### TO BE DONE:
- A) From the forum thread below, list every party that Rhale becomes torn between.
- B) Please answer these questions using the forum thread below:
(i) Who sacks the mage temple in the nation's capital?
(ii) How did Rhale come to be accepted into the army?
(iii) What kind of character is Noma Galway's MC?
- C) Write out the passage of the forum thread below starting at "# MC becoming" and ending at "his own path.".

━━━ DOCUMENT TEXT ━━━

# MC becoming the villian?



## Gwydir (Dec 20, 2013)

Hello fellow fantasy nuts. 

I was wo dering what your thoughts on a MC becoming a bad guy? 

In my story the MC, Rhale, is a soldier turned battle mage after being brought back to life and unwillingly possessed by the spirit of an ancient mage.In the society Rhale belongs to mages are kept under close guard but respected for their power. They are also a very industrualist nation and the system of government resembles idealist communism where everyone has their set place but everyone is equal. Rhale was accepted into the army as a favour from the king to Rhales father on his death bed. And thus never even had a chance to pick his own path.

 Rhale is killed in the sacking of the mage temple located in the nations capital by the western kingdom, who use battlemages regularly in their army. The long and short being that Rhale becomes torn between the king he served for so long, his new found mage brethren, the western kingdom who after learning of him want him for themselves and eventually the gods who see how powerful he is becoming and wish to make him their presence on earth. 

His new found magucal ability is very much a curse. And since he is not naturally gifted with magic (only through the possession) his mental state suffers and his repressed resentment towards those who shaped his whole life for him  and those who try to continue to control his life comes to the surface in a very dark manifestation. 


My plan was to go with the while "you die a hero or live long enough to become a villain" thing. Rhale would turn against all that want to control him and force them to be something he controls out of fear of what he could do to them. 

So, thoughts guys? It's just an idea and one I personally have never read about before and hoight it could be interesting.


----------



## Noma Galway (Dec 20, 2013)

That's actually a really interesting idea. I would read it and enjoy the concept. Granted, my MC is a mentally disturbed and scarred assassin and the other POV character is cold and manipulative and insane and crazy smart and can control minds. So. No, I like it, but I think there would be some readers who would find it strange and disturbing and maybe not like it.

━━━ DATASET ROWS ━━━

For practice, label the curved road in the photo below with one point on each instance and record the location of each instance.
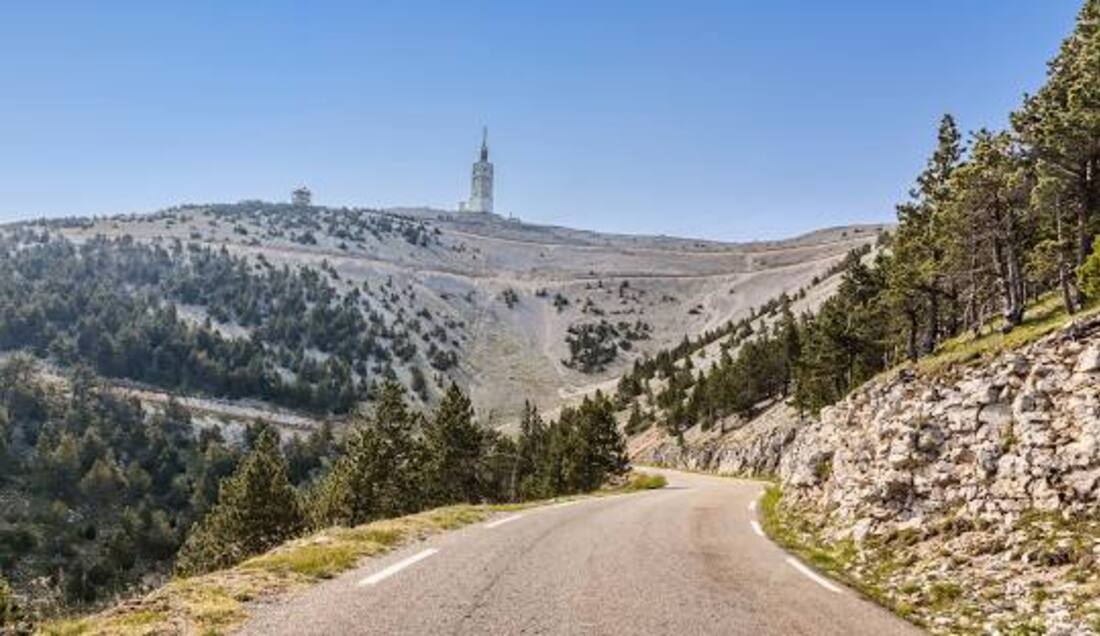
(682, 560)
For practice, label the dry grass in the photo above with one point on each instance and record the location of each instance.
(1045, 316)
(216, 603)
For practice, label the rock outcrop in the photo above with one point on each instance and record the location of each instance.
(967, 497)
(745, 449)
(991, 441)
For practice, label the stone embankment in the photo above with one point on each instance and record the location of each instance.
(967, 499)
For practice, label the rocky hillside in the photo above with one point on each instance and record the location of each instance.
(330, 300)
(965, 499)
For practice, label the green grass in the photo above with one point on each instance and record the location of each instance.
(215, 603)
(1041, 318)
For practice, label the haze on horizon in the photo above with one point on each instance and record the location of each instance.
(734, 120)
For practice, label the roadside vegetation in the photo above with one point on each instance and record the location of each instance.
(217, 602)
(105, 494)
(994, 247)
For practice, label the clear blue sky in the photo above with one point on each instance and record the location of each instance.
(738, 120)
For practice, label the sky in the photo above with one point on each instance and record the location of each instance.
(730, 120)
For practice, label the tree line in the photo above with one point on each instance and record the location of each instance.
(105, 493)
(397, 461)
(992, 222)
(114, 305)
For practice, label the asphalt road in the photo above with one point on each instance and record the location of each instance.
(682, 560)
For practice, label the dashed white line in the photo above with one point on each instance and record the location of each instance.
(503, 521)
(814, 576)
(563, 504)
(382, 574)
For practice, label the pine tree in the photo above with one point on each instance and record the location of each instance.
(380, 472)
(1060, 123)
(256, 510)
(453, 443)
(9, 611)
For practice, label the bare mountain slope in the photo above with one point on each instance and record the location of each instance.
(505, 297)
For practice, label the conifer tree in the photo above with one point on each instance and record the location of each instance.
(378, 473)
(454, 445)
(256, 510)
(1060, 123)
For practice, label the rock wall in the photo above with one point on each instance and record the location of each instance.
(991, 440)
(966, 500)
(747, 449)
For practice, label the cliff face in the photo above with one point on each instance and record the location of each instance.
(966, 500)
(750, 449)
(991, 441)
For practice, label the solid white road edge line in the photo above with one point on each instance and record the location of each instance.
(504, 521)
(813, 576)
(380, 576)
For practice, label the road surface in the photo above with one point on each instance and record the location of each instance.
(688, 559)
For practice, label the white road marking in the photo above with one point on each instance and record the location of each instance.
(563, 504)
(380, 576)
(504, 521)
(814, 576)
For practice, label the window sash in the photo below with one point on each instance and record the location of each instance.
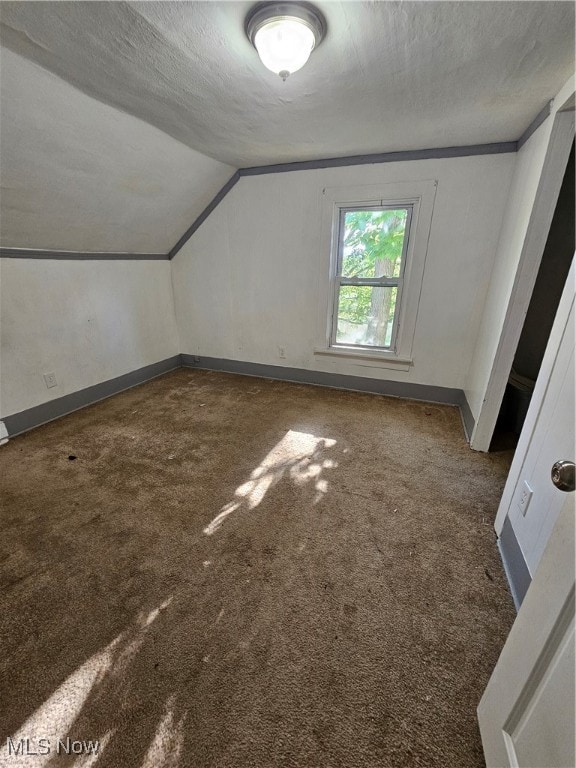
(377, 282)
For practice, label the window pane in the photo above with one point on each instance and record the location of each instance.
(366, 315)
(372, 242)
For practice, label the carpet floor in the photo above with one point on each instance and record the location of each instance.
(212, 570)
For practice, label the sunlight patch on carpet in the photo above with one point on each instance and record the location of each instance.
(297, 456)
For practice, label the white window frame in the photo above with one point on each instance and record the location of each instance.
(419, 197)
(378, 282)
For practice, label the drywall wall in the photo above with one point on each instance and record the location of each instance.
(84, 321)
(519, 208)
(80, 175)
(248, 284)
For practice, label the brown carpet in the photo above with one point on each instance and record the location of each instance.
(238, 572)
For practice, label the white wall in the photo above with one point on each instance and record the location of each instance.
(527, 175)
(80, 175)
(250, 278)
(86, 321)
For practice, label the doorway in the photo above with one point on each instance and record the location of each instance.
(550, 281)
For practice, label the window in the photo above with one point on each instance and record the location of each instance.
(374, 240)
(371, 257)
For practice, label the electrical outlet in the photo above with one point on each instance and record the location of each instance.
(50, 380)
(524, 498)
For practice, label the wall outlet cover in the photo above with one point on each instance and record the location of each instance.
(50, 380)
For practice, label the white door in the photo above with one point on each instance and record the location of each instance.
(526, 714)
(530, 500)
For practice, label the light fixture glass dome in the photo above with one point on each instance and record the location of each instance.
(284, 45)
(285, 34)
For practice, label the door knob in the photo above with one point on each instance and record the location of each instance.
(563, 475)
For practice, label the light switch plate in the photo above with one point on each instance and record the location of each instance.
(526, 493)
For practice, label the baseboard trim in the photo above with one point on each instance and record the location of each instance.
(424, 392)
(26, 420)
(515, 566)
(468, 420)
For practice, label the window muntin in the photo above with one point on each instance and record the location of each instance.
(371, 260)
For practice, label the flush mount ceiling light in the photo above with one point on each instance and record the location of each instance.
(285, 34)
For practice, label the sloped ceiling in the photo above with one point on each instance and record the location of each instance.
(121, 120)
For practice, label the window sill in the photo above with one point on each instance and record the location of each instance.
(373, 359)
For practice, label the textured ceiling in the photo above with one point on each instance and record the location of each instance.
(389, 76)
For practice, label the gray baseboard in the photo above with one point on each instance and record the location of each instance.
(425, 392)
(468, 420)
(515, 566)
(54, 409)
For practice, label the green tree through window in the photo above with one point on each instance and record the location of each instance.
(372, 249)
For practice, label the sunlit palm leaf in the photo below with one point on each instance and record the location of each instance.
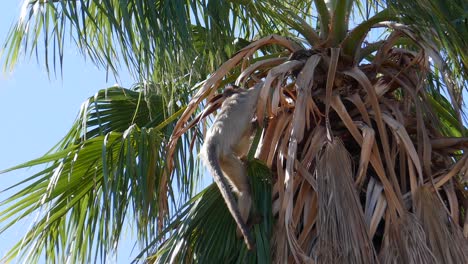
(104, 173)
(203, 231)
(146, 36)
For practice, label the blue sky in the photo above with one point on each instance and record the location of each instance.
(36, 112)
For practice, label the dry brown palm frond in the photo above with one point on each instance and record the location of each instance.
(444, 237)
(375, 206)
(405, 242)
(342, 232)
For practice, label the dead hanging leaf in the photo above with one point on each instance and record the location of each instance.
(405, 242)
(375, 159)
(303, 85)
(375, 206)
(444, 237)
(368, 136)
(455, 169)
(342, 232)
(400, 131)
(441, 143)
(364, 81)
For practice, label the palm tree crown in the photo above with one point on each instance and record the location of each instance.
(345, 83)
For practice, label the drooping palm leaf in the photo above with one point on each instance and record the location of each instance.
(94, 181)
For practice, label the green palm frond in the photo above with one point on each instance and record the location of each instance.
(152, 38)
(105, 172)
(203, 231)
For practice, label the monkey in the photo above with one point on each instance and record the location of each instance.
(226, 144)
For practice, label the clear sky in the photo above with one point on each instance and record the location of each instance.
(36, 112)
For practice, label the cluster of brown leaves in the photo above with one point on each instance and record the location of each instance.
(320, 114)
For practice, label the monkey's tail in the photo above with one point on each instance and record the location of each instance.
(223, 186)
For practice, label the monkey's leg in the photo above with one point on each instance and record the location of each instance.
(235, 170)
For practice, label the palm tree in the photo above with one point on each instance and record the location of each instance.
(377, 84)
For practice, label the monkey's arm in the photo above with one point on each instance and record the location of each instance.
(214, 164)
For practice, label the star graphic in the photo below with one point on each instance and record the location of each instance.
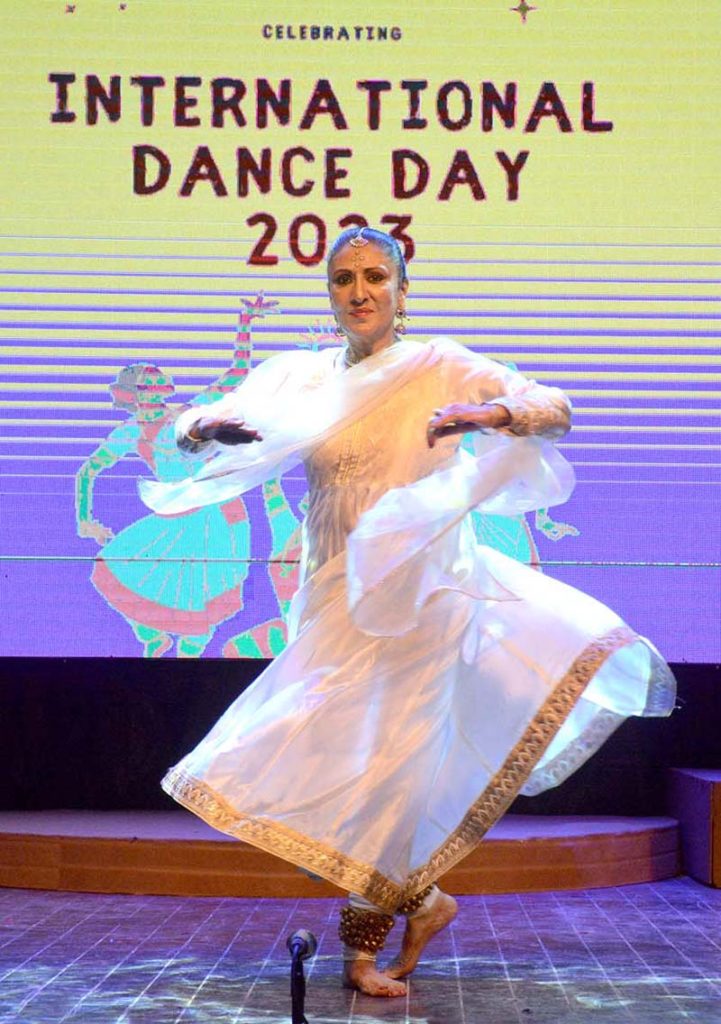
(258, 305)
(522, 8)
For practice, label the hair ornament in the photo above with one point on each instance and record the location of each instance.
(358, 240)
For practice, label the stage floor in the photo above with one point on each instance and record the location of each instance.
(639, 954)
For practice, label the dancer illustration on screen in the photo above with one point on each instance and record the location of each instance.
(428, 679)
(174, 581)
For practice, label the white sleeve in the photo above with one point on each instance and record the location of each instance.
(535, 409)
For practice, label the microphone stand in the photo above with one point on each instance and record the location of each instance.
(301, 945)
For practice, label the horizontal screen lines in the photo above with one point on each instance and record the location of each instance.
(427, 243)
(522, 359)
(606, 445)
(425, 261)
(209, 373)
(321, 295)
(551, 562)
(42, 422)
(268, 282)
(637, 446)
(323, 310)
(300, 329)
(504, 349)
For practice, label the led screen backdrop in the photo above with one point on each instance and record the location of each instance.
(172, 175)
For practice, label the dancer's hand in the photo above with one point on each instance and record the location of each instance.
(95, 529)
(231, 431)
(460, 419)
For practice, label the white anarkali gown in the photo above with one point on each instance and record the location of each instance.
(428, 680)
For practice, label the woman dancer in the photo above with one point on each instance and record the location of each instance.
(427, 680)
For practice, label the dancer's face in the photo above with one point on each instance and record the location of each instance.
(366, 293)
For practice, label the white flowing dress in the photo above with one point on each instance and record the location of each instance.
(428, 680)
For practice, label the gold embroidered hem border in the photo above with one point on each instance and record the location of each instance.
(500, 793)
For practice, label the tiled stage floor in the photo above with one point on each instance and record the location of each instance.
(648, 953)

━━━

### TASK-BY-TASK ANSWERS:
- A)
- the king he served for so long
- his new found mage brethren
- the western kingdom
- the gods

- B)
(i) The western kingdom.
(ii) The king accepted him as a favour to Rhale's father on his death bed.
(iii) A mentally disturbed and scarred assassin.

- C)
# MC becoming the villian?



## Gwydir (Dec 20, 2013)

Hello fellow fantasy nuts. 

I was wo dering what your thoughts on a MC becoming a bad guy? 

In my story the MC, Rhale, is a soldier turned battle mage after being brought back to life and unwillingly possessed by the spirit of an ancient mage.In the society Rhale belongs to mages are kept under close guard but respected for their power. They are also a very industrualist nation and the system of government resembles idealist communism where everyone has their set place but everyone is equal. Rhale was accepted into the army as a favour from the king to Rhales father on his death bed. And thus never even had a chance to pick his own path.